A new after-hours medical service for the Warrnambool region could help take the pressure off the hospital's emergency department under a 12-month trial which starts next month.
A first for the region, the service will cover general practice, mental health and alcohol and other drug support.
The Western Region Alcohol and Drug Centre, incorporating Handbury Medical Suites, has received funding from Primary Heath Network Western Victoria to trial the evening service for 12 months from July 4.
WRAD operations manager Mark Powell said it was the first of its type in the Great South Coast region and would give people more options to access care.
"We have been concerned that not everyone can access services under the traditional business hours model," Mr Powell said.
"Over time we've had requests from people for appointments in the evening and are aware there is a group of people for which business hours appointments just aren't suitable.
"We are excited to see what demand we are able to service through this trial."
The service will be available on Monday, Tuesday and Thursday from 6pm to 8.30pm.
Mr Powell said it could potentially change the nature of how they deliver services.
"I'm not aware of anything similar in the Great South Coast region so it's an exciting opportunity to enhance access to services and improve clinical outcomes and to help people who are struggling with health-related problems," he said.
At this stage, existing WRAD staff will cover the evening sessions and provide its regular suite of alcohol and other drug interventions but also offer single-session services where a person may just want to talk about their current issues to work out their options.

• Collected data
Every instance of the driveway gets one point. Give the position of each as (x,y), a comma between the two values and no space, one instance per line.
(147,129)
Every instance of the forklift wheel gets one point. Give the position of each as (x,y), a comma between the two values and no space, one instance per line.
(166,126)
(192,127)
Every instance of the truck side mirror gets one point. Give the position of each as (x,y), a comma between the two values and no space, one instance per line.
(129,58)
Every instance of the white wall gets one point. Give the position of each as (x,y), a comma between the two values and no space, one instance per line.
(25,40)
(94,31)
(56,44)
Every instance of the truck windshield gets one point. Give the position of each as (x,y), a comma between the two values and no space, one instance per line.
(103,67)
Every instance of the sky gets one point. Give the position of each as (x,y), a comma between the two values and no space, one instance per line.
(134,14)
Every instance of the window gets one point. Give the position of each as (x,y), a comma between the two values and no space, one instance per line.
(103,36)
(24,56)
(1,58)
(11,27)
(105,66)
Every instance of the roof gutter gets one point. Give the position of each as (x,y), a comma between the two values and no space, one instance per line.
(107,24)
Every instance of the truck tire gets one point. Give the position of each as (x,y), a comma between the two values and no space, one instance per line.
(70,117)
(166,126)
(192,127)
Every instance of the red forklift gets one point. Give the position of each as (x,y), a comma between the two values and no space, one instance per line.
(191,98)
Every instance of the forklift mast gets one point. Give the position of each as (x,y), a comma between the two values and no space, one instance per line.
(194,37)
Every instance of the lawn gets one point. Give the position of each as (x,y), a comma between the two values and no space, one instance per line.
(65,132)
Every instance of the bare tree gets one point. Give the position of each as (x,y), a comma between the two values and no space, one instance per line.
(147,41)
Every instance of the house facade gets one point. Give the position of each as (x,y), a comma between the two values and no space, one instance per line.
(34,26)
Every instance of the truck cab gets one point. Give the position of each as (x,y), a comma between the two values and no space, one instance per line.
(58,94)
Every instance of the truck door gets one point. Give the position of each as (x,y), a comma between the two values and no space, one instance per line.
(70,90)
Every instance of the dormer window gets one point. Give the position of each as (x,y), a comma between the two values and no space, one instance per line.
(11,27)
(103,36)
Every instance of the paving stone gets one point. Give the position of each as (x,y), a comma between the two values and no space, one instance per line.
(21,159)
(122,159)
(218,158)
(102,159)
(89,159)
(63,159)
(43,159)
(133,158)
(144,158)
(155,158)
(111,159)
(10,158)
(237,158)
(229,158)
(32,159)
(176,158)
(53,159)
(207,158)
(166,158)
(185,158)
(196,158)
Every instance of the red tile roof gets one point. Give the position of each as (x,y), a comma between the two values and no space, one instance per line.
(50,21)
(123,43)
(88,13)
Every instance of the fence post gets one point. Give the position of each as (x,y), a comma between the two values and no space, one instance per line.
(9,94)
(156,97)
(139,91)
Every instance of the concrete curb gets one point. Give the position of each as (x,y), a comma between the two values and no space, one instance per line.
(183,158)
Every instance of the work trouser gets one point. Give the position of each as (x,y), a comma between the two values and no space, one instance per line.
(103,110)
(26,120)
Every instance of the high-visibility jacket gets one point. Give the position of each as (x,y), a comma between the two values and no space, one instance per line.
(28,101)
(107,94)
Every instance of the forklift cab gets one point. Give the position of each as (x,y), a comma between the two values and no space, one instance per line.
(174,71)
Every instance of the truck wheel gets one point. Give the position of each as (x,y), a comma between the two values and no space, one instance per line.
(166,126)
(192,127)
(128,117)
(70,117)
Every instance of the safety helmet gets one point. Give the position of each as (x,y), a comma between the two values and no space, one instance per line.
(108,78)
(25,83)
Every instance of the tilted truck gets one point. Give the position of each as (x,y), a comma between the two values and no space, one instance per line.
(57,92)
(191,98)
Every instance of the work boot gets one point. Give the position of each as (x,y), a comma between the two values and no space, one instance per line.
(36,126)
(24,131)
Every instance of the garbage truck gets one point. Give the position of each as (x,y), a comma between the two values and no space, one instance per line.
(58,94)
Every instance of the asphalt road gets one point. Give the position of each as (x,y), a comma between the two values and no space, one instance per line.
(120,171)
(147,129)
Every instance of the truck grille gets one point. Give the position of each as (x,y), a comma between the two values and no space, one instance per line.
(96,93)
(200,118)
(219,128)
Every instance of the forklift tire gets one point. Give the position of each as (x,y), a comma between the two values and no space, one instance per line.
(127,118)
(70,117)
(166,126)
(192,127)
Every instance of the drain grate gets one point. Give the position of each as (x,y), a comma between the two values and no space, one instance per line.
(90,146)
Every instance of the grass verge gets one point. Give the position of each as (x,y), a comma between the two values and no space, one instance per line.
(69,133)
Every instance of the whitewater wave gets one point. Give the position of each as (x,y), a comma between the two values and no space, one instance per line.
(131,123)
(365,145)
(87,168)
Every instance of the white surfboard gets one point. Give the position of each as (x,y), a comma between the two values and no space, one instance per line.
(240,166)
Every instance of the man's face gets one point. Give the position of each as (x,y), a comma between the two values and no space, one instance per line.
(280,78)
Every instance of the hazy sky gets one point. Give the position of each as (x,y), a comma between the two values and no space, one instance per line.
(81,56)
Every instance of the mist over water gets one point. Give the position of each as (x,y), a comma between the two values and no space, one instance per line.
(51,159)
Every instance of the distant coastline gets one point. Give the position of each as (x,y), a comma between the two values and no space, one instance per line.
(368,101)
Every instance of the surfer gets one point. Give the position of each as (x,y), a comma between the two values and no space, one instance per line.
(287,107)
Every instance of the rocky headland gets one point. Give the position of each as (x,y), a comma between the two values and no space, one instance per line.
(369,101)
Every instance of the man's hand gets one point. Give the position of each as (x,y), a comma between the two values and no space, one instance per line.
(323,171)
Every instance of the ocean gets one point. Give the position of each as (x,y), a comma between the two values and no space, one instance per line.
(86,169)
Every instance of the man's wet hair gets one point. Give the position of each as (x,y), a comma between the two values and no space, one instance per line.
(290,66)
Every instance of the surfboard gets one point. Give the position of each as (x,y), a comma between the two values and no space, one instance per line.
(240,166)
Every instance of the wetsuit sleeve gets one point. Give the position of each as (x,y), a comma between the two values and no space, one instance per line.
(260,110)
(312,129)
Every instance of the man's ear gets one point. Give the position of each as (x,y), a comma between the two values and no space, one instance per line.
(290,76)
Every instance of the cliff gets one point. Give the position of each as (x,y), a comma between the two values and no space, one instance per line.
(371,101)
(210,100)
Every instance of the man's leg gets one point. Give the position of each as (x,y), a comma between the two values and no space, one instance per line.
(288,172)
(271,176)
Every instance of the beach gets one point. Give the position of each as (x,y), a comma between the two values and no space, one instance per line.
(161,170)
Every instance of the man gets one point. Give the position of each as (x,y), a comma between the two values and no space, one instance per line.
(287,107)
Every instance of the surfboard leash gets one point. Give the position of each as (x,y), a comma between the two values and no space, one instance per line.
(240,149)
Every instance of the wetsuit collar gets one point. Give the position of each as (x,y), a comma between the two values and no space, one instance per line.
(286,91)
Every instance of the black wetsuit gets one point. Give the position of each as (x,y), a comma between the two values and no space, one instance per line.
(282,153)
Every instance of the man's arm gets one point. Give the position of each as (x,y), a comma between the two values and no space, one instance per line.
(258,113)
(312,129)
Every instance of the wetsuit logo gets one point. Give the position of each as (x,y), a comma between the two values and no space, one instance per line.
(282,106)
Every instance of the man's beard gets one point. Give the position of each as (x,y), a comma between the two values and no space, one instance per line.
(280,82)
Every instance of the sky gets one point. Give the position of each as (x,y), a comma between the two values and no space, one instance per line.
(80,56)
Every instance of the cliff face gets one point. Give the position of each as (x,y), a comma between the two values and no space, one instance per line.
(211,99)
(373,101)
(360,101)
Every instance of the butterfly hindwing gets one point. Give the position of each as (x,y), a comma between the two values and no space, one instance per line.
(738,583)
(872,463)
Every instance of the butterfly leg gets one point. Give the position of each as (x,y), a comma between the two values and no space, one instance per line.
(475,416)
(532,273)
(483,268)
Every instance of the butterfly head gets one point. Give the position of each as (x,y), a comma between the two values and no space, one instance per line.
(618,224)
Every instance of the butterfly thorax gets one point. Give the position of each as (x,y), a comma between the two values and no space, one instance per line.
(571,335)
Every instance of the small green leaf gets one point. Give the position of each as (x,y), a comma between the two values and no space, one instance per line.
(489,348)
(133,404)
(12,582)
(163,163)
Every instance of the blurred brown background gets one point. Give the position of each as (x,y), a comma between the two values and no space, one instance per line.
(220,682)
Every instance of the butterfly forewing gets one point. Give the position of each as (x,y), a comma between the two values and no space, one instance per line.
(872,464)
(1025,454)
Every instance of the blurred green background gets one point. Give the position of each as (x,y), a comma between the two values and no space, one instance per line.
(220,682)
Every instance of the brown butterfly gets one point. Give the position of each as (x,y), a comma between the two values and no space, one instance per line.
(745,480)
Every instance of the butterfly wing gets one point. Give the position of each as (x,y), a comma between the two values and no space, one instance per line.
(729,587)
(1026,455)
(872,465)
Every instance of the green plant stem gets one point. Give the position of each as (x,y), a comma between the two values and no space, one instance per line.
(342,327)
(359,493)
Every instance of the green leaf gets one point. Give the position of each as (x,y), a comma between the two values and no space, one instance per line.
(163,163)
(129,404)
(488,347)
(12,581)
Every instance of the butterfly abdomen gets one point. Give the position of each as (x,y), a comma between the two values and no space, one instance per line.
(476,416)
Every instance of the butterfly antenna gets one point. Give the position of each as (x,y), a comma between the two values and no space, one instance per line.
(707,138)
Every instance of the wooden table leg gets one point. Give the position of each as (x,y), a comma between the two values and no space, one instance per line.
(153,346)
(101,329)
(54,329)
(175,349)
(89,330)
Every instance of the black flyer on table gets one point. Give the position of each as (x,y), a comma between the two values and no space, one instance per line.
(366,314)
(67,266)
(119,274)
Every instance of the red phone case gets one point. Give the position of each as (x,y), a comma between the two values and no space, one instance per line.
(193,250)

• Exercise requirements
• A. Translate this sentence from the article on the Warrnambool after-hours service into Spanish: "The service will be available on Monday, Tuesday and Thursday from 6pm to 8.30pm."
• B. Write the next few paragraphs of the article on the Warrnambool after-hours service, picking up after its final sentence.

• Responses in order
• A. El servicio estará disponible los lunes, martes y jueves de las 18:00 a las 20:30.

• B.
WRAD will also offer group work for individuals and for families and friends affected by substance use as well as general medical practice services.
The service is also available across the region. "We're not restricting ourselves to an office-based model," Mr Powell said.
"We have developed skills using telehealth during COVID-19 so we can provide services to regional and rural areas.
"We're quite excited about being able to expand the accessibility of our services to a wider group of people."
Mr Powell said WRAD believed the service could ease pressure on emergency departments and other health-related services.
"If people can get access to services earlier this may offset more urgent emergency care later on. This trial is part of trying to create an accessible service for earlier intervention," he said.
He added that drug and alcohol related problems contribute significantly to acute hospital admissions and emergency department attendance.
"Anything that can be done to reduce the harms of substance use and promote earlier intervention is a positive step," Mr Powell said.
"Community-based programs that offer accessible services may help to reduce this burden on already over stretched health resources."